■ **Task goal**: Rewrite the lines below as a numbered list, skipping blank lines and leaving out the pictures.

Collection entries:
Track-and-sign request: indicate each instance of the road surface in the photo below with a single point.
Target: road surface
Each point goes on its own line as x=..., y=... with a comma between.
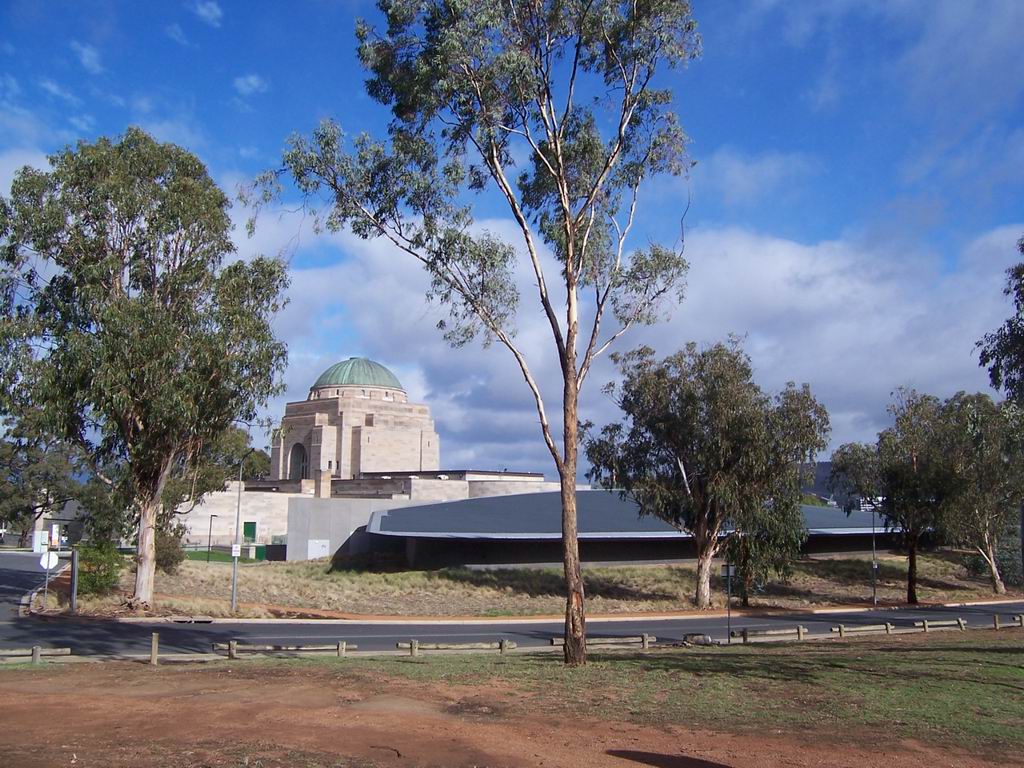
x=19, y=572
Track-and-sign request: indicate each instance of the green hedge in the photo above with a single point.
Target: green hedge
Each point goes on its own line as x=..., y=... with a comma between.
x=99, y=567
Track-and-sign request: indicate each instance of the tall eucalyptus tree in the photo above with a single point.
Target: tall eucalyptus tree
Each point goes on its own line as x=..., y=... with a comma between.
x=134, y=338
x=554, y=107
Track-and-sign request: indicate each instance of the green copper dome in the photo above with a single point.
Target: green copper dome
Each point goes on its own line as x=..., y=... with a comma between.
x=357, y=372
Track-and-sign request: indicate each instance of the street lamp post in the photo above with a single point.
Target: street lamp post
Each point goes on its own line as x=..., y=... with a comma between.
x=209, y=539
x=875, y=564
x=237, y=549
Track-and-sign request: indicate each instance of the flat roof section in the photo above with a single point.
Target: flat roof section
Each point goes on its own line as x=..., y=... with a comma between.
x=600, y=514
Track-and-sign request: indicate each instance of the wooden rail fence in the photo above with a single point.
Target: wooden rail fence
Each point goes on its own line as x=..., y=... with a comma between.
x=36, y=652
x=233, y=648
x=414, y=647
x=644, y=641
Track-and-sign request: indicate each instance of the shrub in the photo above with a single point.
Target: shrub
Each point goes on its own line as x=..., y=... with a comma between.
x=1008, y=557
x=170, y=553
x=98, y=567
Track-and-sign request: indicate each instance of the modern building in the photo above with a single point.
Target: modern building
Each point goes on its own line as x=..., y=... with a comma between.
x=354, y=445
x=509, y=530
x=355, y=473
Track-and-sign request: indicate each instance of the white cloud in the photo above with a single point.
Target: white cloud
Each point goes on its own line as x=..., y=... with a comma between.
x=209, y=11
x=247, y=85
x=741, y=178
x=175, y=33
x=56, y=91
x=853, y=318
x=88, y=56
x=9, y=89
x=12, y=161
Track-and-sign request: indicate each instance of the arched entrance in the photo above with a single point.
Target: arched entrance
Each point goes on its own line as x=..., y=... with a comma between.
x=297, y=465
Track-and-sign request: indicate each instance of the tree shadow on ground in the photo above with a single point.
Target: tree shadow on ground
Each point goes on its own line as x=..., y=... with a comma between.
x=663, y=761
x=810, y=667
x=856, y=572
x=550, y=583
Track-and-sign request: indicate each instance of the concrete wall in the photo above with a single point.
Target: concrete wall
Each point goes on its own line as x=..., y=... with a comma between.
x=508, y=487
x=267, y=510
x=323, y=526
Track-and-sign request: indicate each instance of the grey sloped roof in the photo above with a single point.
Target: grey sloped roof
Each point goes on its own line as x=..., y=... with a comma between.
x=600, y=515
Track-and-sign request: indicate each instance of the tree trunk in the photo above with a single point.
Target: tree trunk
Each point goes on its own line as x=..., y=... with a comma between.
x=576, y=620
x=705, y=556
x=145, y=559
x=911, y=571
x=993, y=570
x=145, y=568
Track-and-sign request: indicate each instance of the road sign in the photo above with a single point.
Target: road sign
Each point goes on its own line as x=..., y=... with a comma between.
x=48, y=560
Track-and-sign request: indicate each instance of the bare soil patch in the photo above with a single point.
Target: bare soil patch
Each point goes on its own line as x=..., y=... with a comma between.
x=287, y=714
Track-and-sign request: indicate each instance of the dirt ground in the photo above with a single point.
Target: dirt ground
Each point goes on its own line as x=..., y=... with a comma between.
x=121, y=714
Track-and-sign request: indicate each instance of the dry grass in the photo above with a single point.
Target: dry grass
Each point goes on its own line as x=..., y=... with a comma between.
x=284, y=589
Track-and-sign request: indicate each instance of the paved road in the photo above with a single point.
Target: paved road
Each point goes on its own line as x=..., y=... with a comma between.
x=96, y=637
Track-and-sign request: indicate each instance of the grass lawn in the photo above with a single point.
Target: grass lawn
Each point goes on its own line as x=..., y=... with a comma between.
x=214, y=556
x=265, y=587
x=964, y=689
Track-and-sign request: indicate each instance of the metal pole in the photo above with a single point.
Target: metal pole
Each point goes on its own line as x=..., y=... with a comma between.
x=46, y=584
x=728, y=603
x=237, y=549
x=74, y=581
x=209, y=539
x=875, y=564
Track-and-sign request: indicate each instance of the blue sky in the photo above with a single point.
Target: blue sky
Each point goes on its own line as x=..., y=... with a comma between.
x=858, y=192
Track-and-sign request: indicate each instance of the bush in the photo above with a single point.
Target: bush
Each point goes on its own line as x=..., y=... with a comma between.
x=1008, y=557
x=170, y=553
x=98, y=567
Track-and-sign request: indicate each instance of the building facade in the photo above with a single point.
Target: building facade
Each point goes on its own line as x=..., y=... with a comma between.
x=356, y=419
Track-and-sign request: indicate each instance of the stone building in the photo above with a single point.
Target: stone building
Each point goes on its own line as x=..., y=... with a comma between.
x=356, y=419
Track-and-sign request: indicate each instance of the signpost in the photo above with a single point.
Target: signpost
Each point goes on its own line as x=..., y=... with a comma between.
x=48, y=561
x=727, y=573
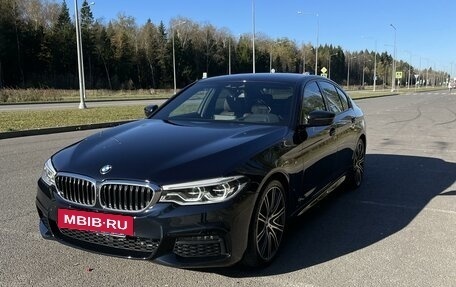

■ **Result of this task**:
1. Track-and-sign request: indicate each instance of the road surface in the photo below with a single point.
2. Target: road surface
3. Each point goes on its own line as x=..., y=... with a comma between.
4. x=19, y=572
5. Track-and-sign request: indicate each instance of the green hedge in the photo above with a single point.
6. Target: green hedge
7. Each point goes on its own line as x=..., y=... with a comma between.
8. x=99, y=567
9. Track-and-sign request: indicate each instance of the tall eucalyptus tree in the photo above with a single point.
10. Target: tall eucalyptus tree
11. Each point goes on its own line as x=..., y=... with a comma between.
12. x=134, y=338
13. x=554, y=107
14. Track-and-sign request: indicate each instance of the green copper dome in the photo above with a single point.
15. Target: green copper dome
16. Each point goes on its own line as x=..., y=... with a comma between.
17. x=357, y=372
18. Track-and-sign request: indicate each instance of the street lamp post in the photo above with a single point.
19. Target: street lamp post
20. Each point goes on its own line as x=..., y=... with a comma between.
21. x=209, y=539
22. x=875, y=564
23. x=237, y=549
24. Track-and-sign request: indicate each instance of the flat roof section in the photo above with a single point.
25. Target: flat roof section
26. Each point goes on its own line as x=..., y=... with a comma between.
27. x=600, y=514
28. Track-and-sign request: indicate each instance of the wooden rail fence in the photo above with a single point.
29. Target: wooden rail fence
30. Each point goes on its own line as x=..., y=... with a comma between.
31. x=36, y=652
32. x=233, y=648
33. x=414, y=647
34. x=644, y=641
35. Track-and-sign request: indicate each instance of the shrub in the photo above with a single point.
36. Target: shrub
37. Each point goes on its own line as x=..., y=... with a comma between.
38. x=1008, y=557
39. x=170, y=553
40. x=98, y=567
41. Track-and-sign request: indicate each instance of the modern building in the photo above with a single point.
42. Target: modern building
43. Each point goes on its own line as x=..., y=... with a comma between.
44. x=354, y=445
45. x=509, y=530
46. x=355, y=473
47. Track-and-sign request: indicate each instance of the white cloud in the photo above with a single point.
48. Target: white cloud
49. Each point goes on its own line as x=..., y=... with a comma between.
50. x=209, y=11
51. x=247, y=85
52. x=741, y=178
53. x=175, y=33
54. x=56, y=91
55. x=853, y=318
56. x=88, y=56
57. x=9, y=89
58. x=12, y=161
59. Track-and-sign request: indicate each instance of the arched entrance in the photo above with a single point.
60. Target: arched entrance
61. Each point goes on its own line as x=..., y=... with a comma between.
62. x=297, y=465
63. Track-and-sign request: indicate each instance of the tree shadow on ground in the photo above with a single point.
64. Target: tree shadow on ground
65. Each point goes on its own line as x=..., y=... with a comma between.
66. x=663, y=761
67. x=810, y=667
68. x=856, y=572
69. x=550, y=583
70. Track-and-sign request: indicate each instance of the concrete wall in the photo above with a single point.
71. Target: concrete wall
72. Each point goes on its own line as x=..., y=... with a comma between.
73. x=508, y=487
74. x=267, y=510
75. x=323, y=526
76. Track-and-sign request: indicate each instance of the grey sloped roof in the photo above with a single point.
77. Target: grey sloped roof
78. Each point goes on its own line as x=..., y=... with a comma between.
79. x=600, y=515
80. Track-and-sign request: indicate each instance of the tree trunk in the photo above with a single point.
81. Target: tree trunk
82. Each point goes on its own line as x=..., y=... with a comma between.
83. x=576, y=620
84. x=705, y=556
85. x=145, y=559
86. x=911, y=571
87. x=993, y=570
88. x=145, y=568
89. Track-and-sign request: indicate each instance of the road sign in the photo above with a single point.
90. Target: road sign
91. Each point goes on its own line as x=..., y=... with a comma between.
92. x=48, y=560
93. Track-and-sign request: indicate each instance of the bare soil patch in the photo above with a single point.
94. Target: bare soil patch
95. Each point goes on its own line as x=..., y=... with a comma between.
96. x=287, y=714
97. Track-and-sign request: indicate each instance of the dirt ground in the photo above with a single point.
98. Target: dirt ground
99. Each point goes on its own line as x=..., y=... with a comma between.
100. x=121, y=714
101. Track-and-sign request: indicate each instance of the dry grass in the photo above with a single point.
102. Target: dry grass
103. Each point goes on its own line as x=..., y=... with a comma between.
104. x=284, y=589
105. Track-and-sign request: indicate each instance of the paved road in the photo above with a single point.
106. Target: paved road
107. Each point goes on its own line as x=..., y=... with a comma between.
108. x=96, y=637
109. Track-and-sign request: indicate each instance of the grass lawn in the photo above with a single point.
110. Target: grass lawn
111. Each point goes on its own line as x=..., y=... with a comma between.
112. x=214, y=556
113. x=265, y=587
114. x=964, y=689
115. Track-and-sign request: indicate each instance of the metal pole in the photo above with a single point.
116. Target: metal pole
117. Each point goes on its own line as x=..., y=... with a comma between.
118. x=46, y=584
119. x=728, y=603
120. x=237, y=549
121. x=74, y=581
122. x=209, y=539
123. x=875, y=564
124. Track-and-sign request: indicate each instance of the blue sky in the photo above with a single point.
125. Target: blue sky
126. Each point goes on its own line as x=..., y=... with a comma between.
127. x=858, y=192
128. Track-and-sign request: indicate each instance of the bush in the photo above with a single point.
129. Target: bush
130. Each point goes on its own line as x=..., y=... with a comma between.
131. x=1008, y=557
132. x=170, y=553
133. x=98, y=567
134. Track-and-sign request: indicate each instance of the building facade in the photo above with a single point.
135. Target: building facade
136. Each point goes on its own line as x=..., y=... with a comma between.
137. x=356, y=419
138. Track-and-sign request: indicate each instance of the stone building in the photo above with a single point.
139. Target: stone building
140. Each point goes on its own line as x=..., y=... with a comma between.
141. x=356, y=419
142. Track-and-sign request: indicate each instance of the signpost in the photo above with a single point.
143. Target: signpost
144. Each point goes on its own line as x=..., y=... with a comma between.
145. x=48, y=561
146. x=727, y=573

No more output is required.